:: EXTRACT TO READ

Reshaping Namibia’s economy
Designing a national carbon framework, negotiating support measures and assisting exporters requires a coordinated, whole-of-government command structure.
Imms Nashinge

By Imms Nashinge

Namibia is already living with the harsh realities of climate change. Prolonged droughts, erratic rainfall and advancing desertification are no longer distant threats but daily pressures on livelihoods, water security and economic growth.

Treating climate change as a peripheral environmental issue is no longer viable.

Yet the national response remains fragmented, under-resourced and largely reactive.

Namibia has a National Climate Change Policy, but implementation is weakened by poor coordination between the Ministry of Environment, Forestry and Tourism, other line ministries, Parliament, civil society and the private sector.

Lawmakers are rarely integrated into climate policy design, green-economy innovators struggle to navigate a confusing regulatory environment, and young people are locked out of economic opportunities that a coherent climate agenda could unlock.

This is not a failure of intent but of institutional design. Climate change cuts across energy, agriculture, water, health, trade and finance, making it impossible for a single ministry to lead effectively.

What Namibia needs is a fully-fledged Climate Delivery Unit located at the centre of government, either in the Office of the Prime Minister or the Presidency.

::::
:: INPUT ROWS

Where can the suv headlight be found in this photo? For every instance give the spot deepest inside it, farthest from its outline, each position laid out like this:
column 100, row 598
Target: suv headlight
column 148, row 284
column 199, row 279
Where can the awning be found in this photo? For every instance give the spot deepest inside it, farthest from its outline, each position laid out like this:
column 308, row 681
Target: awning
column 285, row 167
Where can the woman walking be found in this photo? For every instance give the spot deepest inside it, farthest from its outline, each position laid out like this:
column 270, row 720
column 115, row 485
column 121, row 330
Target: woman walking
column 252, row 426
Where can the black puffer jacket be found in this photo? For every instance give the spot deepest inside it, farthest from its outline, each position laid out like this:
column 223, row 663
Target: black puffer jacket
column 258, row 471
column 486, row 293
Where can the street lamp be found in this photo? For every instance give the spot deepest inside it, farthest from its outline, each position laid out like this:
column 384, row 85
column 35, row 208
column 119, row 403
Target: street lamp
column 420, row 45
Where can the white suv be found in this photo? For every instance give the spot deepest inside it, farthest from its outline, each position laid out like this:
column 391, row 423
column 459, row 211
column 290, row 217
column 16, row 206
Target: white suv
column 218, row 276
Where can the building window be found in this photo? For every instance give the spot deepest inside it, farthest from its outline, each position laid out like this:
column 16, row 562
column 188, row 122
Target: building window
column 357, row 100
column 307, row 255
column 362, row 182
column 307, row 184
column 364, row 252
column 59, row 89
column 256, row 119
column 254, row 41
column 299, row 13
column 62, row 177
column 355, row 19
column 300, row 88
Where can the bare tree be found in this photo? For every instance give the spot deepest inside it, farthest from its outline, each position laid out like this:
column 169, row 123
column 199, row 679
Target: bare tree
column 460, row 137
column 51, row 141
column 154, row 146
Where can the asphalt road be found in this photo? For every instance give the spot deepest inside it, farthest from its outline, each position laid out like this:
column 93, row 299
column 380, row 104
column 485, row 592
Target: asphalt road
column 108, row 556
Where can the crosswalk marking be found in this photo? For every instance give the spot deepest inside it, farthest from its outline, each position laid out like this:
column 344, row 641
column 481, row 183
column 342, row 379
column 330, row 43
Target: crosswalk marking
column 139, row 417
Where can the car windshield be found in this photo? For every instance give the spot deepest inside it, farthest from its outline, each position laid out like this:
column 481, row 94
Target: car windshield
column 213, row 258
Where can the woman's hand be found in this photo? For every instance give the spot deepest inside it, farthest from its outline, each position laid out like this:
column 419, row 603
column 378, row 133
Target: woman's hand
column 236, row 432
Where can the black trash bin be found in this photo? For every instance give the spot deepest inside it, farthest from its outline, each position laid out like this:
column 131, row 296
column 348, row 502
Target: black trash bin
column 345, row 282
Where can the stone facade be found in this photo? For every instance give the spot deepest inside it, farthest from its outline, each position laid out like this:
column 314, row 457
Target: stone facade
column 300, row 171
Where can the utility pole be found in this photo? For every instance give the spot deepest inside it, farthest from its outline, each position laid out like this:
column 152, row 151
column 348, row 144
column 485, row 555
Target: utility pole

::::

TO DO:
**a)** Answer these questions about the text on Namibia's climate response, one a line:
(i) Which three climate pressures does it say Namibia is already living with?
(ii) Which ministry does it name when describing poor coordination?
(iii) Where in government should the proposed Climate Delivery Unit be located?
**b)** Please select every line of the records that contains the word "windshield".
The text and the records have no connection to each other.

OUTPUTS BY TASK:
**a)**
(i) Prolonged droughts, erratic rainfall and advancing desertification.
(ii) The Ministry of Environment, Forestry and Tourism.
(iii) In the Office of the Prime Minister or the Presidency.

**b)**
Where can the car windshield be found in this photo? For every instance give the spot deepest inside it, farthest from its outline, each position laid out like this:
Target: car windshield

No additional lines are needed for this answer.